> _TEXTE À ANALYSER_:
-------------------------

Entre avril 2011 et septembre 2015, la prévenue soutire au total plus de 6 millions de Fcfp à un couple de matahiapo qui vivent de la terre, à Raiatea. Au moment des faits, la femme exerce en tant que commerciale patentée pour une entreprise externe et est également gérante d’une boutique. Elle démarche divers produits auprès de 4-5 clients, selon ses dires, mais découvre la poule aux oeufs d’or lorsqu’elle frappe à la porte d’un couple de personnes âgées. Commence alors le « business » parfait : la démarcheuse parvient à leur vendre plusieurs produits dont 8 couvertures d’une valeur d’environ 30 000 Fcfp chacune. Pour régler les achats, le couple, dont la pension de retraite ne s’élève qu’à 41 000 Fcfp par mois, accepte de signer plusieurs ordres de paiement.

-------------------------

(Données d'ancrage d'expressions)
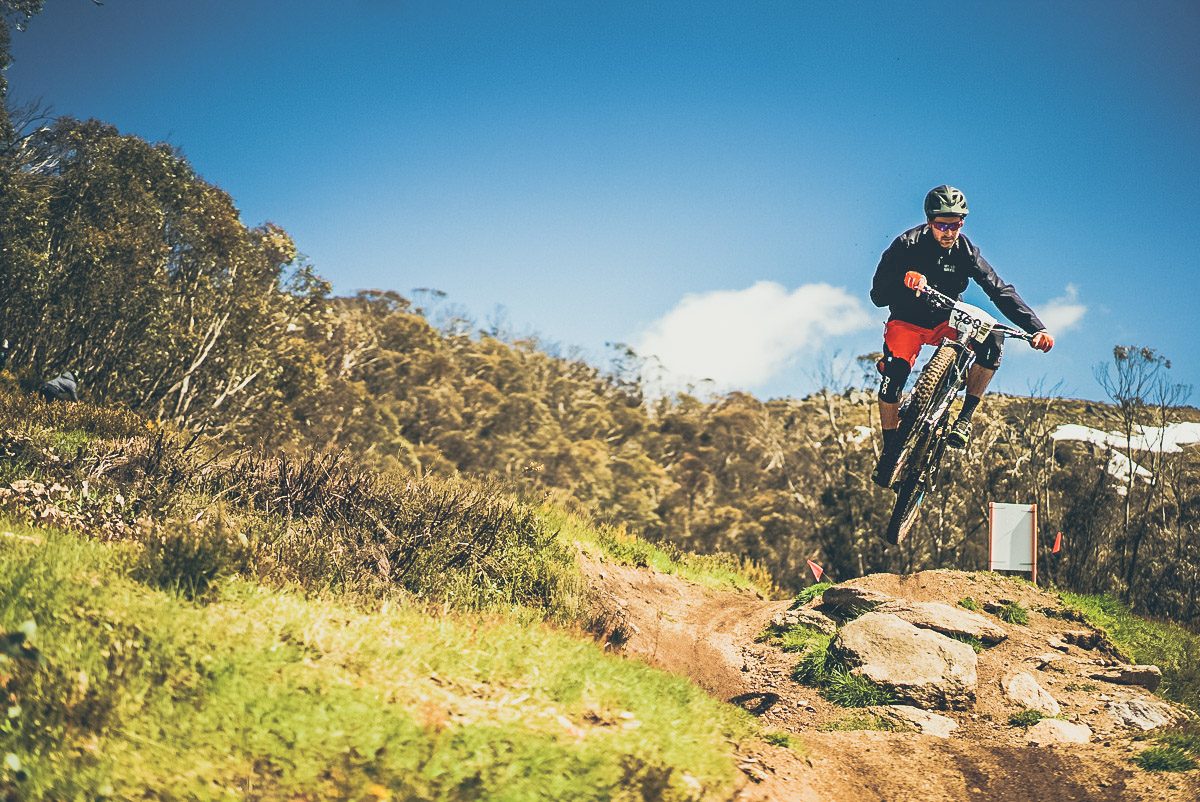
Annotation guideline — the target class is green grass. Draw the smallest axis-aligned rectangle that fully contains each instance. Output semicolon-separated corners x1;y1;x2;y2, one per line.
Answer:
549;505;774;598
0;521;755;800
773;627;829;652
1008;707;1051;726
1130;746;1196;772
784;627;895;707
1058;592;1200;712
821;668;896;707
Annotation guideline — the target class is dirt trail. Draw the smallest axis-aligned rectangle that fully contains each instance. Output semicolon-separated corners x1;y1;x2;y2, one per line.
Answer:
582;555;1200;802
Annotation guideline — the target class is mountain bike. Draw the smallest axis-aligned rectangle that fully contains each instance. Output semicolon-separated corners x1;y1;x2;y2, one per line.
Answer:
887;287;1033;545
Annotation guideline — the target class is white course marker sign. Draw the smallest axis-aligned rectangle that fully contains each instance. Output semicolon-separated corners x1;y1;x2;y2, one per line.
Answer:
989;502;1038;585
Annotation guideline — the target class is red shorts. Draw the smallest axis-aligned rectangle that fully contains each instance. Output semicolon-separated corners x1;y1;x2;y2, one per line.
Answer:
883;321;959;366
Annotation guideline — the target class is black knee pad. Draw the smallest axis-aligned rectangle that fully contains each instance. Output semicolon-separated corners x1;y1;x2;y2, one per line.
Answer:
880;354;912;403
971;331;1004;370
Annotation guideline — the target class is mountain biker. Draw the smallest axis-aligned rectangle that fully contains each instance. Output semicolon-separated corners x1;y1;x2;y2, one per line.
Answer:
871;185;1054;487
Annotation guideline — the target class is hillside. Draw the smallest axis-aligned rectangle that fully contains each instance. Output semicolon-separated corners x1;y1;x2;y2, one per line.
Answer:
0;390;1200;801
586;558;1200;802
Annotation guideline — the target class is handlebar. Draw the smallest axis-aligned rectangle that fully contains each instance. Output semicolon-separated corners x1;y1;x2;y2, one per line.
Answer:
914;285;1034;342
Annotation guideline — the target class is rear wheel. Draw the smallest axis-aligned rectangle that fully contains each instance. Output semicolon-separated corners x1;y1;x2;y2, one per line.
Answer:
888;346;958;486
886;346;958;545
887;471;925;545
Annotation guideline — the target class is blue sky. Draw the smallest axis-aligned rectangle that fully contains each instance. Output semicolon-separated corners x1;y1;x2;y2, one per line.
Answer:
8;0;1200;402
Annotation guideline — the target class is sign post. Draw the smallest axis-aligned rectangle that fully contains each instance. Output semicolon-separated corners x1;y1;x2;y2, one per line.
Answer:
988;502;1038;585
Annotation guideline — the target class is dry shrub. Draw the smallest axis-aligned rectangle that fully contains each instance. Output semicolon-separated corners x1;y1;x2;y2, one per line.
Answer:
133;511;254;599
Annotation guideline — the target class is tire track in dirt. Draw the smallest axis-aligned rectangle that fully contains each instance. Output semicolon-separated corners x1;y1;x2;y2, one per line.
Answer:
581;556;1200;802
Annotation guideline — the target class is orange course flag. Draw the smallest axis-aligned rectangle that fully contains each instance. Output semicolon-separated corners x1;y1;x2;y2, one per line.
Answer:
806;559;824;582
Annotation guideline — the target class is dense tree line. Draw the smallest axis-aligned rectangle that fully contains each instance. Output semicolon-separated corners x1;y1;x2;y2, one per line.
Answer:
0;2;1200;622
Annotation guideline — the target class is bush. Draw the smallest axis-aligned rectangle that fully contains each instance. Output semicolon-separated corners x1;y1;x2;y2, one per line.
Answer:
1132;746;1196;771
1000;602;1030;626
1008;707;1049;726
133;514;254;599
821;666;895;707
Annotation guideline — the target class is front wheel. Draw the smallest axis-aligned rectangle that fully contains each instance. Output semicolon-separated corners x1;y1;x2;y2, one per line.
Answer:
886;463;925;545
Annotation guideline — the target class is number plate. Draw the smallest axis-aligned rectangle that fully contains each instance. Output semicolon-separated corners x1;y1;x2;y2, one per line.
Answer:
950;301;996;342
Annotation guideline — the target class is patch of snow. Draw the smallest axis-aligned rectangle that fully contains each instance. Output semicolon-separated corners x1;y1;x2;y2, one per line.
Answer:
846;426;875;445
1050;423;1200;454
1050;423;1200;495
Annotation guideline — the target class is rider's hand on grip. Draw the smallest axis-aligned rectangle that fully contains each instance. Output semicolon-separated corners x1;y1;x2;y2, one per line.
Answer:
1030;331;1054;352
904;270;929;293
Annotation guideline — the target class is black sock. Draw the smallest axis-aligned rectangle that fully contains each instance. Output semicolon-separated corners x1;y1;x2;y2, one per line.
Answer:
883;429;900;450
959;395;980;420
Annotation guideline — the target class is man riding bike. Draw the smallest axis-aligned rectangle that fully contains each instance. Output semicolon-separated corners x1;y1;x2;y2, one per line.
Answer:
871;185;1054;487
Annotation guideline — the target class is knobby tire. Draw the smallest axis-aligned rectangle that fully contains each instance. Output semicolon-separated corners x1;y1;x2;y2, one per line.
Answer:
887;346;958;545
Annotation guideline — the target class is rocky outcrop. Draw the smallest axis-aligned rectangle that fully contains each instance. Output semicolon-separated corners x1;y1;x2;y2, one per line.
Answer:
866;705;959;738
1106;699;1171;732
814;585;895;617
1091;665;1163;693
770;608;838;635
829;612;978;710
1000;672;1062;716
875;599;1008;644
1025;718;1092;747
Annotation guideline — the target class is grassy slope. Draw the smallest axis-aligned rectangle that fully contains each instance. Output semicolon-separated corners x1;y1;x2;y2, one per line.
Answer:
0;394;762;800
0;521;754;800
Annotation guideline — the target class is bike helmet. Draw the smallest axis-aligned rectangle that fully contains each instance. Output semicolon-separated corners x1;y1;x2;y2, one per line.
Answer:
925;184;967;219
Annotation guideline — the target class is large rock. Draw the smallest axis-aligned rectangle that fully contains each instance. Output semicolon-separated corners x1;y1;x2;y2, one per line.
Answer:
1092;665;1163;693
866;705;959;738
829;612;978;710
1108;699;1171;732
875;599;1008;644
770;608;838;635
814;585;895;617
1000;672;1062;716
1025;718;1092;747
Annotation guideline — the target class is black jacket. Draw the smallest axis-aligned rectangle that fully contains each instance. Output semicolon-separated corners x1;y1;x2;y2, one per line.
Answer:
871;226;1045;334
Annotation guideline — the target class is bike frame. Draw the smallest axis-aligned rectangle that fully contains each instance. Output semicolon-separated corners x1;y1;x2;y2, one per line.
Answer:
887;288;1032;544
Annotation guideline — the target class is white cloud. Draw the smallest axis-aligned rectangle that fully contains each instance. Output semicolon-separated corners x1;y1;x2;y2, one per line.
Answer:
634;281;872;390
1038;285;1087;335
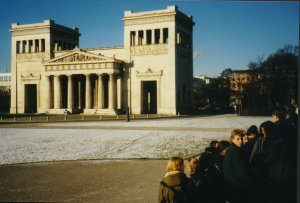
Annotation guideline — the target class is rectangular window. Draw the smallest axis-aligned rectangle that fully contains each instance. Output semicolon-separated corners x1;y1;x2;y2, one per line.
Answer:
146;30;152;44
154;29;160;44
138;30;144;45
34;39;40;52
28;40;33;53
22;40;27;53
176;30;181;44
16;41;21;54
130;31;135;46
163;28;169;44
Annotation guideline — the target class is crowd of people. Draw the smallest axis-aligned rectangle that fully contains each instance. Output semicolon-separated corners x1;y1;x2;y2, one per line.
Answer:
158;110;298;203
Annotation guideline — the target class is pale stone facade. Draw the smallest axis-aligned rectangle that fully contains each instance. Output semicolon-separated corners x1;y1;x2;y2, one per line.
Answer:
10;6;194;115
0;73;11;89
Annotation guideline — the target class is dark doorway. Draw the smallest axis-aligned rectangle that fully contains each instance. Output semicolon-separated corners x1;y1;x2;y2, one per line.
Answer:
103;74;109;109
25;84;37;113
142;81;157;114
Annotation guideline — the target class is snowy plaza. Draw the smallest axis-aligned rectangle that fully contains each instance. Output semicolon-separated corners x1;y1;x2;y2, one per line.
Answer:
0;114;271;165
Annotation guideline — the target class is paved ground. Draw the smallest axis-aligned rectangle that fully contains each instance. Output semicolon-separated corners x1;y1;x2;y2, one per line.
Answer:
0;160;167;203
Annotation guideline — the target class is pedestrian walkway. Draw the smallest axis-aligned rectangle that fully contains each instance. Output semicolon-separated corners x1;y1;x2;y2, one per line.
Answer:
0;160;167;203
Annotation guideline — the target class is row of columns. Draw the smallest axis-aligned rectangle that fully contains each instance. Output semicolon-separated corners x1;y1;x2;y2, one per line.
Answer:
17;39;45;53
45;74;116;109
130;28;164;45
54;40;76;51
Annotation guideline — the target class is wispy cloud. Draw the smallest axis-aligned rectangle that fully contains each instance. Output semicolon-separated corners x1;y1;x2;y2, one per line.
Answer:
193;51;200;60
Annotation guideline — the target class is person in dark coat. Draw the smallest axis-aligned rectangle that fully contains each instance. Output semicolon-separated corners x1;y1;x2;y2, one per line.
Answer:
187;158;208;203
158;157;195;203
249;121;274;203
223;129;248;203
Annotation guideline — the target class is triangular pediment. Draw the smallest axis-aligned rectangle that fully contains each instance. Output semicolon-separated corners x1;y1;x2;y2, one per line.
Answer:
44;49;122;65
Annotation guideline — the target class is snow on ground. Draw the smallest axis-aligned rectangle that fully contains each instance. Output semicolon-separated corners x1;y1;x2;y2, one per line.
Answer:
0;115;270;165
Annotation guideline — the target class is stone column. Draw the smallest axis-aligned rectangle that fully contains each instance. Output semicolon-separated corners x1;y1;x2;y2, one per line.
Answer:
54;75;61;109
68;75;73;110
78;81;81;109
85;74;91;109
117;77;123;109
134;31;139;46
143;30;147;45
42;75;51;110
39;39;42;52
25;40;29;53
97;74;104;109
108;73;115;109
32;39;36;53
159;28;164;44
151;29;155;44
54;40;58;51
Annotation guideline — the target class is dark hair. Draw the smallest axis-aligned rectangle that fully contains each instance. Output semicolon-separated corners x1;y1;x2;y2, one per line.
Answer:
259;121;274;137
286;111;298;125
247;125;258;135
209;140;219;148
272;108;285;120
219;140;230;152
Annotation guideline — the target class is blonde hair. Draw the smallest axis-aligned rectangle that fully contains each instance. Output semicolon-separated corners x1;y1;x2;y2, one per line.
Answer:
187;158;199;173
167;156;184;172
230;129;246;141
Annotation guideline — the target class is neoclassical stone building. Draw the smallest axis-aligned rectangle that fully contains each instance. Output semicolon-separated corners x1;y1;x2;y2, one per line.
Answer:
10;6;194;115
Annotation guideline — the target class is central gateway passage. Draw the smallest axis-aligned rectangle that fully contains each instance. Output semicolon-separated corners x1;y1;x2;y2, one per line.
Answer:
25;84;37;113
142;81;157;114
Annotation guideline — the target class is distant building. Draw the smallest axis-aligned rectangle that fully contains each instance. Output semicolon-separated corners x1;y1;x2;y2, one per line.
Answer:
229;69;255;92
0;73;11;89
10;6;195;115
229;69;256;104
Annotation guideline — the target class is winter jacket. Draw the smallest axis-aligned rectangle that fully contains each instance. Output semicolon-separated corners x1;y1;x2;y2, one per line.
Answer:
158;171;195;203
223;144;248;188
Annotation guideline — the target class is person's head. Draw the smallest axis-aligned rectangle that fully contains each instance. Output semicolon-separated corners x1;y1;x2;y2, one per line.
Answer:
241;131;249;145
272;108;285;123
209;140;219;148
187;158;199;173
167;156;184;172
219;140;230;157
230;129;244;147
285;111;298;126
259;121;274;138
247;125;258;139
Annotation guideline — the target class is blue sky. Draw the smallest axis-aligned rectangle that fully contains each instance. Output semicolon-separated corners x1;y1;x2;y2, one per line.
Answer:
0;0;299;77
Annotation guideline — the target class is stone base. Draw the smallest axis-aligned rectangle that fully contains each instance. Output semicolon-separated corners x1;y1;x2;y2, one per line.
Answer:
47;109;72;114
83;109;118;115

-------------------------

> _TRAVAIL DEMANDÉ_:
**1)** Relevez toutes les sommes exprimées en Fcfp dans le texte sur l'affaire de Raiatea.
**2)** Poursuivez le texte sur l'affaire de Raiatea à partir de sa dernière phrase.

> _RÉPONSES PAR TÂCHE_:
**1)**
- plus de 6 millions de Fcfp
- environ 30 000 Fcfp
- 41 000 Fcfp

**2)**
Rien d’anormal jusqu’ici. Sauf que la vieille dame est atteinte de la maladie d’Alzheimer et que c’est surtout avec elle que s’entretient la démarcheuse. « Comment avez-vous fait pour convaincre la mamie de signer les papiers à chaque fois ? » interroge le juge. La démarcheuse explique avoir eu connaissance du potentiel lucratif de l’affaire lorsqu’une des employées de sa boutique a déposé un ordre de virement par erreur qui a été, contre toute attente, accepté. Là, les signatures s’enchainent. En tout, 107 ordres de virement sont comptabilisés, d’une valeur totale de 6 millions de Fcfp.
Malgré les questions du président de la Cour, la commerciale n’avoue qu’à demi mot avoir eu conscience de l’état de santé de la mamie. Ce n’est que face aux questions plus insistantes du Procureur que la quarantenaire admet avoir profiter de la vulnérabilité de sa cliente.
Néanmoins, elle se justifie en répétant qu’elle avait « du mal à joindre les deux bouts ». Mère de deux enfants qu’elle élève seule, elle explique utiliser l’argent soutiré uniquement pour payer les frais de scolarité et les charges liées à sa boutique.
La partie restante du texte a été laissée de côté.